### What the exercise asks
Pick out each line in the items below that contains the word "terracotta" and copy those lines.

### Extracted information
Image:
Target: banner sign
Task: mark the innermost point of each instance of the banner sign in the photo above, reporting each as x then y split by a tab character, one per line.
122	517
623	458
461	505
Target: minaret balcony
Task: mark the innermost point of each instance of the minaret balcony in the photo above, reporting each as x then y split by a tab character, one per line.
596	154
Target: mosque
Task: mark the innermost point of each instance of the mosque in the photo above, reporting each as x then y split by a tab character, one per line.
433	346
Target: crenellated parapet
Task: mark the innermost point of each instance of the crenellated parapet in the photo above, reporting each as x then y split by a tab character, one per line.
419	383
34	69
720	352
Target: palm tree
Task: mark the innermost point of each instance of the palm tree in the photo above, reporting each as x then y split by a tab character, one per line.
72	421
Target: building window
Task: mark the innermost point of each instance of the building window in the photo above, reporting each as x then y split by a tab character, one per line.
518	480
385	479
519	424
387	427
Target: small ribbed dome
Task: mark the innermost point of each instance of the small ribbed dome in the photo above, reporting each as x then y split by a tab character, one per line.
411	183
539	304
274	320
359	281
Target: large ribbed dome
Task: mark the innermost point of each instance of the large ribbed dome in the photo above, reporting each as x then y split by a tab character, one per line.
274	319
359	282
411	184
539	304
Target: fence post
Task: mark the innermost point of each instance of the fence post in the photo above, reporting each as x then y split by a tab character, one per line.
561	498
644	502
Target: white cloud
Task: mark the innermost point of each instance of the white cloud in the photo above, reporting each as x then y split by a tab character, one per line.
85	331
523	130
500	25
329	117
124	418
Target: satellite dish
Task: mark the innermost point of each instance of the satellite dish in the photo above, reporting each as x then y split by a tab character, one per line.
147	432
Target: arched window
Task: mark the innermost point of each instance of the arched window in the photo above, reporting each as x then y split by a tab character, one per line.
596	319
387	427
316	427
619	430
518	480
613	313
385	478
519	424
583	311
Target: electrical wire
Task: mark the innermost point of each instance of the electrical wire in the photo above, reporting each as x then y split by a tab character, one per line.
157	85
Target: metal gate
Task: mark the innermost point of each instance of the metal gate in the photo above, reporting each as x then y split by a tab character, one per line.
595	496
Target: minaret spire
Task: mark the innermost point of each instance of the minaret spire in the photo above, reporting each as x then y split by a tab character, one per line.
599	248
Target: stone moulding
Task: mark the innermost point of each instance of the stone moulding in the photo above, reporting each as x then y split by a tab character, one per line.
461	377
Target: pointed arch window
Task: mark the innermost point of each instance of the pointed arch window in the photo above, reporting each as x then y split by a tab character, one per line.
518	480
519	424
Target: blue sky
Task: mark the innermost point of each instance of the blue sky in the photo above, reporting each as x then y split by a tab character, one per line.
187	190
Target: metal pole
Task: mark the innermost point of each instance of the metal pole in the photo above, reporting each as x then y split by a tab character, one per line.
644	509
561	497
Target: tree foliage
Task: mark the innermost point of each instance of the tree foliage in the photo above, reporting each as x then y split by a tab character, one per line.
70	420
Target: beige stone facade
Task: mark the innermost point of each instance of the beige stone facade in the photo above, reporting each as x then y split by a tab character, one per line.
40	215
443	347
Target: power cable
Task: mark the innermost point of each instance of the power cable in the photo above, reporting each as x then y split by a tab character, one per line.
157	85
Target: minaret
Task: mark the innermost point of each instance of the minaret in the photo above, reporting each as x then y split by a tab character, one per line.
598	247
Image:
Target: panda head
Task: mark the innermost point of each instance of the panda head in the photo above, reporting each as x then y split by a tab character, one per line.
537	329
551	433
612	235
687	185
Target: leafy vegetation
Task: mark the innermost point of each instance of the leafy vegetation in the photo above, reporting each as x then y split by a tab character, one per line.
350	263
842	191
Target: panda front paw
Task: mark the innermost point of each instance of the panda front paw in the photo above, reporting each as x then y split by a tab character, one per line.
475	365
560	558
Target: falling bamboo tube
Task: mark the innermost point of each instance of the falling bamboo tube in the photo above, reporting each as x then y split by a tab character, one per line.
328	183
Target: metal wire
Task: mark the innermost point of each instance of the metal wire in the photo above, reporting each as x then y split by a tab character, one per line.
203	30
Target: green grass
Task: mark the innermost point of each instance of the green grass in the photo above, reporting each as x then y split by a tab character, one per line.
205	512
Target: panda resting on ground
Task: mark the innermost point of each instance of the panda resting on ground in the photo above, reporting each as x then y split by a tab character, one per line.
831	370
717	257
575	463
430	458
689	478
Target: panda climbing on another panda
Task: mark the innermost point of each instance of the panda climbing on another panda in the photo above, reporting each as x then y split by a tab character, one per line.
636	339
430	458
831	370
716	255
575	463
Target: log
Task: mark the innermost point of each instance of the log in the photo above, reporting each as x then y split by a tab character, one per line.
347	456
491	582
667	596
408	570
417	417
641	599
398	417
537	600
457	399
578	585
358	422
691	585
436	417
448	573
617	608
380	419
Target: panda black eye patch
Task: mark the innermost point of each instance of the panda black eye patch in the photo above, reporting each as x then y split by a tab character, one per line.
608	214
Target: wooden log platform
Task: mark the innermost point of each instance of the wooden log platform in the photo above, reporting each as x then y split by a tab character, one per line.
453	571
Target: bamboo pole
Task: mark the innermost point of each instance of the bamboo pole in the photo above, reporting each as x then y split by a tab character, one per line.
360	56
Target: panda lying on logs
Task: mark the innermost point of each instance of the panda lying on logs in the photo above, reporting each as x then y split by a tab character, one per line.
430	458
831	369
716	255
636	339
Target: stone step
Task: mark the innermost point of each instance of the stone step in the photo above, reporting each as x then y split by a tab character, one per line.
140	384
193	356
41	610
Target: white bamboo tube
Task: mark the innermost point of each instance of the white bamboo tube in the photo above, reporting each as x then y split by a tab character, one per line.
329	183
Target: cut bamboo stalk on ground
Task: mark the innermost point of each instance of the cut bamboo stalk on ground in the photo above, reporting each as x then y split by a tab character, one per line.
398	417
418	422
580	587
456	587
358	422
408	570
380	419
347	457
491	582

* * *

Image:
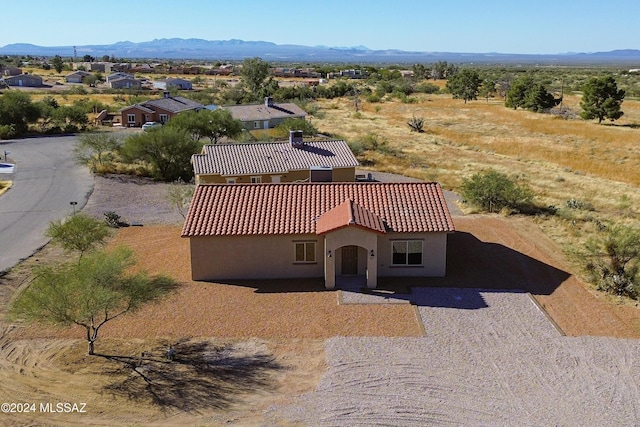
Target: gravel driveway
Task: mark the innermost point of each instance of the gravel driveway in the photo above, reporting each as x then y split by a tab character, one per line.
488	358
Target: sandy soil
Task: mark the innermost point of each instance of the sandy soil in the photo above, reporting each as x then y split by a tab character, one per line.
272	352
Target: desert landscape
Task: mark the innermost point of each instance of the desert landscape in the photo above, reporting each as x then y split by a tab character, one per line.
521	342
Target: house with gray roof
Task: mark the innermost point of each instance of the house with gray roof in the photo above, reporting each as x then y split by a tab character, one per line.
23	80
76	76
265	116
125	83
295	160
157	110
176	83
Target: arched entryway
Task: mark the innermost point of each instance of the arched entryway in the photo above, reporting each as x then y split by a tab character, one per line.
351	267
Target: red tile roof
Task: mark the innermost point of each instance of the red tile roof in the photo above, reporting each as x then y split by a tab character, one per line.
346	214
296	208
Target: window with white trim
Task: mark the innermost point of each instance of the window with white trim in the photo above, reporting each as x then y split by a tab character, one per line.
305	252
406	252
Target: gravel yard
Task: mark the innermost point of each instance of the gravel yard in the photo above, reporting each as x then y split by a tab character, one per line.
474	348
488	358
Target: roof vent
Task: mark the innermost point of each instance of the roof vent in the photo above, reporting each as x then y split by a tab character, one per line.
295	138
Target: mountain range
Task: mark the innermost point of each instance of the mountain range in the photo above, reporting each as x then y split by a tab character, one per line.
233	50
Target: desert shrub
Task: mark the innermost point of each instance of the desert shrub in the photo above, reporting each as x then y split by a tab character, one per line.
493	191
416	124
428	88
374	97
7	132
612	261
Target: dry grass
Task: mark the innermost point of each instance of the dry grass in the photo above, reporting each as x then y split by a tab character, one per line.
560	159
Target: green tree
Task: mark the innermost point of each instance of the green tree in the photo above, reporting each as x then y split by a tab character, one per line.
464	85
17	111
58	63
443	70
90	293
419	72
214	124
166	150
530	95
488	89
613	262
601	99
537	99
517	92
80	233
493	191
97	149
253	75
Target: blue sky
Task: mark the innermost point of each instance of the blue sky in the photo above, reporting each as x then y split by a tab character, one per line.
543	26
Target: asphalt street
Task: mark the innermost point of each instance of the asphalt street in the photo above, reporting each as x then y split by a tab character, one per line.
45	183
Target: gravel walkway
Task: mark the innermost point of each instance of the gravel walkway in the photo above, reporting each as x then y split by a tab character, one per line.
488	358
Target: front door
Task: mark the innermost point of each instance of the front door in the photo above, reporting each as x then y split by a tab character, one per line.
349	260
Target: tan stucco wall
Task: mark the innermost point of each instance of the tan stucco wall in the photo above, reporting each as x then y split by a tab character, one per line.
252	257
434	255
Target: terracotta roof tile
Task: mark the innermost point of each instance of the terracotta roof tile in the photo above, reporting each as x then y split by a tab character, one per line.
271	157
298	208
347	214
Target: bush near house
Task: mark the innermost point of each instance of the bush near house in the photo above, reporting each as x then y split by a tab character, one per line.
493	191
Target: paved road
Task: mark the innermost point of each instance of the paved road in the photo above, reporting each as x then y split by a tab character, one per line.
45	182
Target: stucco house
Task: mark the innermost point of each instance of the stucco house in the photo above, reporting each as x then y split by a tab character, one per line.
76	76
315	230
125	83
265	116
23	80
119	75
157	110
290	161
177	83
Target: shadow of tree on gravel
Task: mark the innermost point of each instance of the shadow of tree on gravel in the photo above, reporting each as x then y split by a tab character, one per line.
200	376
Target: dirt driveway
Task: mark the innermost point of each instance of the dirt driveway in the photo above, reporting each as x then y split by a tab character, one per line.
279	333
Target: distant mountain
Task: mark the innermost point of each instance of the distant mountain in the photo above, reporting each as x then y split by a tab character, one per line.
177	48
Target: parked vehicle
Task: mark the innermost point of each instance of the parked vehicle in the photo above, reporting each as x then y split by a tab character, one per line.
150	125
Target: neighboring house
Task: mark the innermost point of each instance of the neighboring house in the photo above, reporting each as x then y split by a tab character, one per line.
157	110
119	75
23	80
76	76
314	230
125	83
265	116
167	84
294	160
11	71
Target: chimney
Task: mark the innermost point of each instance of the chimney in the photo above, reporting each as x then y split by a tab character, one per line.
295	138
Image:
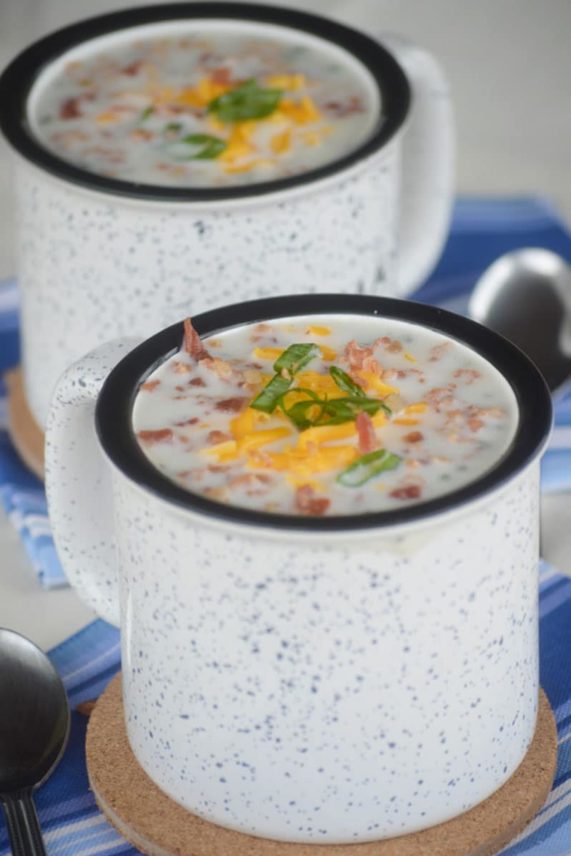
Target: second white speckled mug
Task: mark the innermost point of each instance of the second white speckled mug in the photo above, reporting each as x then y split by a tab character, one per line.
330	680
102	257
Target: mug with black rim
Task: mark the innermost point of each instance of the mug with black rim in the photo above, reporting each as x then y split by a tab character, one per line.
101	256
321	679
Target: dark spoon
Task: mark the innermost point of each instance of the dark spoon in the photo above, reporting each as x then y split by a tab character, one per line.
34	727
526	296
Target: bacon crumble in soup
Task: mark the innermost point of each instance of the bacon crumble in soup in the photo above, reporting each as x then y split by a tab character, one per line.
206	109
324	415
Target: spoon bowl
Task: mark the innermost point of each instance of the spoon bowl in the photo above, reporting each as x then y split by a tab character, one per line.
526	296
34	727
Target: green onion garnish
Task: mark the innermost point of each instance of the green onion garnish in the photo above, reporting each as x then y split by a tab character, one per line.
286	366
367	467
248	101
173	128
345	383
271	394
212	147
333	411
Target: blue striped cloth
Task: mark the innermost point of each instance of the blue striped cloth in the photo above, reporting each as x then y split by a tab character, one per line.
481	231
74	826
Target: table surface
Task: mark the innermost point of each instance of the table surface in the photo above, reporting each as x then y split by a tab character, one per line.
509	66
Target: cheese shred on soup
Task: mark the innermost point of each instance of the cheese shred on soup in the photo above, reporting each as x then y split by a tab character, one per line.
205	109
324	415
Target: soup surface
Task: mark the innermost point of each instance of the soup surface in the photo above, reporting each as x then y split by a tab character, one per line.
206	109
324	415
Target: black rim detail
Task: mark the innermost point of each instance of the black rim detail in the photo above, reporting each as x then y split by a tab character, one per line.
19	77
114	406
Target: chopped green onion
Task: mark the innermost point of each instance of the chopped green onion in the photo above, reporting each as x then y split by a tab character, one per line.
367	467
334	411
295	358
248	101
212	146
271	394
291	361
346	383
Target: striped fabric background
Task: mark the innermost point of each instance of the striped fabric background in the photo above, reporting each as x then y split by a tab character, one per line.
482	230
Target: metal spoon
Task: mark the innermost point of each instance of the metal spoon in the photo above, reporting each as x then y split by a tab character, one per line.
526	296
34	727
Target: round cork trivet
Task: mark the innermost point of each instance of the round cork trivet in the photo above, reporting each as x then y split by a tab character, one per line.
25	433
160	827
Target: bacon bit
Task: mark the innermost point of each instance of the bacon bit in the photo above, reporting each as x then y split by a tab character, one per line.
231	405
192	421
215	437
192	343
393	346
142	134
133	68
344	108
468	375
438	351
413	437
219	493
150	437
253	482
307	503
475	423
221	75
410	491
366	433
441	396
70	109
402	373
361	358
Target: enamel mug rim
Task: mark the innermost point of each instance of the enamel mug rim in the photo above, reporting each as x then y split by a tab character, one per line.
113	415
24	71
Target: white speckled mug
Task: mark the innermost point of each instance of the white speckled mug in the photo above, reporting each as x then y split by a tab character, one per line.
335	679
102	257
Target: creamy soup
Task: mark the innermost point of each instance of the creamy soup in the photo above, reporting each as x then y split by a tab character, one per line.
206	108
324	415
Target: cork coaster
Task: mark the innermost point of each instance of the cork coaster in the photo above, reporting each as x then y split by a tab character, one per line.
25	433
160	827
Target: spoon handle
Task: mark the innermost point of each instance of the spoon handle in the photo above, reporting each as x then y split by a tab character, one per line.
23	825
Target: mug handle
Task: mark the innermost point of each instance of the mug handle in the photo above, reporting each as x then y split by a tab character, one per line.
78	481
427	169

### Output below
Target: terracotta roof tile
Task: mark the innermost point of each instance of the terracotta roof tile in the photo above, reporting each as x then y split by a tab character, one per line.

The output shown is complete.